**CONSIGNE**
Reprenez le passage consacré à l'éducateur climatique et poursuivez-le à partir de sa dernière phrase.

**PASSAGE FOURNI**
::::::
L’éducateur climatique : une nouvelle figure pour un défi complexe
L'éducateur climatique : une nouvelle figure pour un défi complexe
La crise climatique est un défi mondial qui exige de repenser en profondeur la façon dont nous vivons, travaillons et interagissons avec notre planète. Pour y faire face, il ne suffit pas de s’appuyer sur des solutions technologiques ou des politiques éloignées de la vie quotidienne. Ce qu’il faut, c’est une éducation capable d’impliquer les gens dans leur contexte le plus immédiat, en rendant la question du climat accessible, concrète et liée aux expériences de chacun. C’est dans ce contexte que s’inscrit le projet « Tiers-lieux climatiques », et en particulier la figure de l‘Educateur climatique.
L’éducateur climatique, du projet Climate Third Places, n’est pas seulement un expert en changement climatique ou en pédagogie. C’est un facilitateur du changement, une personne capable de faire le lien entre les connaissances techniques et scientifiques et les préoccupations et les aspirations des gens ordinaires. Son rôle est particulièrement important dans les « tiers lieux », ces espaces de socialisation et d’interaction informels tels que les cafés, les parcs publics ou les bibliothèques. C’est là, en dehors des contextes institutionnels et formels, que se nouent des relations de confiance et que s’ouvrent des possibilités de dialogue qui peuvent devenir un terreau fertile pour l’éducation climatique.
L’approche conçue et utilisée dans le projet, qu’on a nommée Design Appréciatif, est au cœur de ce processus. Cette méthodologie, née de la rencontre entre le Design Thinking et l’Appreciative Inquiry, se concentre sur l’exploitation des ressources et des expériences positives déjà présentes dans son contexte d’action, au lieu de se focaliser sur les problèmes existants. En d’autres termes, elle part de la reconnaissance des forces existantes pour générer des changements significatifs. Dans le cas de l’éducation climatique, cela signifie qu’il ne suffit pas d’informer les gens sur ce qui arrive à la planète, mais qu’il faut aussi les impliquer activement, en s’appuyant sur leurs motivations et leurs compétences existantes.
Compétences clés pour l’éducation au climat
Afin de délimiter le profil de l’éducateur climatique, notre communauté s’est d’abord appuyée sur les 8 compétences clé définies par l’UNESCO pour la réalisation des Objectifs de développement durable (UNESCO, 2017, Education pour les Objectifs de développement durable : Objectifs d’apprentissage). Ces compétences sont fondamentales pour promouvoir une éducation capable de conduire à un réel changement comportemental et collectif :
1. Compétence systémique : elle permet une approche intégrée des réalités économiques, sociales, environnementales et culturelles, en reliant les phénomènes locaux et globaux, en abordant la complexité.
::::::
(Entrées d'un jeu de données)
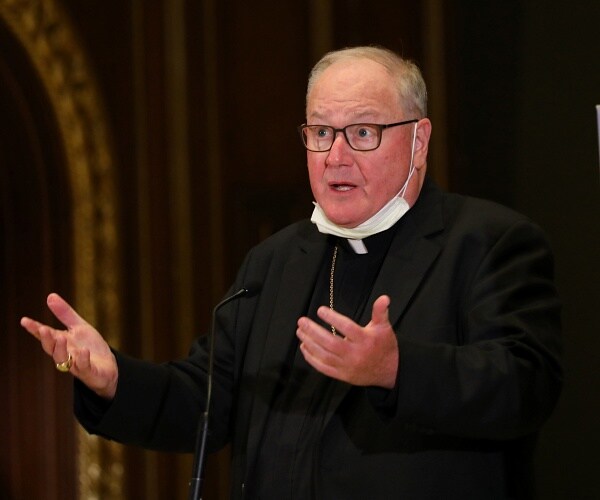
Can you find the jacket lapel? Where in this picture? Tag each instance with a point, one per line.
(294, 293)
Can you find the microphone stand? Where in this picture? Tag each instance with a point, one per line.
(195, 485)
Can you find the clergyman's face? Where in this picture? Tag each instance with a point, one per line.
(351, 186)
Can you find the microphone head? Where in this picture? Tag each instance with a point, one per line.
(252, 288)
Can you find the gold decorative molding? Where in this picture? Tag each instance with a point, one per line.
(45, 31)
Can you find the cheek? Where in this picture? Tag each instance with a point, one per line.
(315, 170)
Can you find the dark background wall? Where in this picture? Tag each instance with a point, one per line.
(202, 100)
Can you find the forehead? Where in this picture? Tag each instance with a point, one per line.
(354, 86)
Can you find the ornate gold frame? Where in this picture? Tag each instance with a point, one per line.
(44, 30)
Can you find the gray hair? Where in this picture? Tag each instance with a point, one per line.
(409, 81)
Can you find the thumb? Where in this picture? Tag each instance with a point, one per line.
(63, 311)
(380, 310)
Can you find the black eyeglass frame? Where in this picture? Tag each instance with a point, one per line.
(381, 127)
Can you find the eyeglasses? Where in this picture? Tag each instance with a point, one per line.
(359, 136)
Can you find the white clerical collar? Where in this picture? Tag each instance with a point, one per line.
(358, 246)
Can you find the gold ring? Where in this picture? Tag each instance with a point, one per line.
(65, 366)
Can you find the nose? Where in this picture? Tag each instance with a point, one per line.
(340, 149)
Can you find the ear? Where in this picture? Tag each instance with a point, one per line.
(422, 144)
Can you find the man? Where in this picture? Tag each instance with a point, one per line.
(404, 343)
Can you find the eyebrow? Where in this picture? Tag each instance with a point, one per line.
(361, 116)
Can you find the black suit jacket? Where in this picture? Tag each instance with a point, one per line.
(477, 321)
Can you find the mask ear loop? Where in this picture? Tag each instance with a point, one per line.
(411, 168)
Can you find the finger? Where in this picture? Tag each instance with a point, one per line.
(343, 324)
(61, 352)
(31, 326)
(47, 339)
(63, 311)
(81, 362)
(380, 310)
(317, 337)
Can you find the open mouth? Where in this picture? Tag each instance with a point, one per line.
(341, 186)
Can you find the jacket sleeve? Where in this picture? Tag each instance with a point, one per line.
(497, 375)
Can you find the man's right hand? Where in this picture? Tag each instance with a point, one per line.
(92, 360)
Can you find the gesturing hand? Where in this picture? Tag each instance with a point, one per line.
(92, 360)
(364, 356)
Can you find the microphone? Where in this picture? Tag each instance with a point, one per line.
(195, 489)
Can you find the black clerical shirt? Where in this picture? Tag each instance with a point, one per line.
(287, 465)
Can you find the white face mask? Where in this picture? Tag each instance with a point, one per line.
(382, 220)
::::::
**RÉSULTAT DE L'EXERCICE**
2. Compétence prospective : elle permet de conceptualiser différents avenirs possibles, de relier les processus à court et à long terme, de comprendre les risques, de faire face à l’incertitude.
3. Compétence critique : permet de remettre en question les normes, pratiques et opinions existantes, de clarifier ses propres perceptions et actions, d’adopter des positions bien argumentées.
4. Compétence éthique : permet de remettre en question les valeurs et les principes qui encouragent ou désapprouvent certaines actions, de négocier des objectifs qui peuvent être considérés comme responsables.
5. Compétence stratégique : permet de mettre en œuvre des plans efficaces pour le développement durable en relation avec différentes parties prenantes, dans un contexte d’intérêts convergents et divergents.
6. Compétence de collaboration : permet l’apprentissage mutuel, la compréhension des différentes perspectives et la coordination par la participation et le dialogue, en s’appuyant sur les complémentarités existantes.
7. Compétence en matière de conscience de soi : permet de clarifier ses propres attentes en matière de développement de la société, de gérer ses propres émotions et désirs, de corriger progressivement ses propres actions.
8. Compétence en matière de résolution de problèmes : permet d’appliquer des cadres de solutions variés à des problèmes complexes, de concevoir des options adaptées et viables.
Une éducation basée sur l’empathie
La première qualité qui définit l’éducateur climatique est l’empathie. Loin du rôle traditionnel du « professeur expert », l‘éducateur doit avant tout être à l’écoute. Cela signifie qu’il doit faire preuve d’empathie à l’égard de son public, comprendre ses préoccupations et reconnaître ses limites ou ses difficultés à percevoir l’urgence du changement climatique. La méthode de Design appréciatif suggère de s’immerger dans le contexte local, d’observer et de participer à la vie de la communauté, afin de comprendre quelles ressources existantes, mais latentes peuvent être exploitées.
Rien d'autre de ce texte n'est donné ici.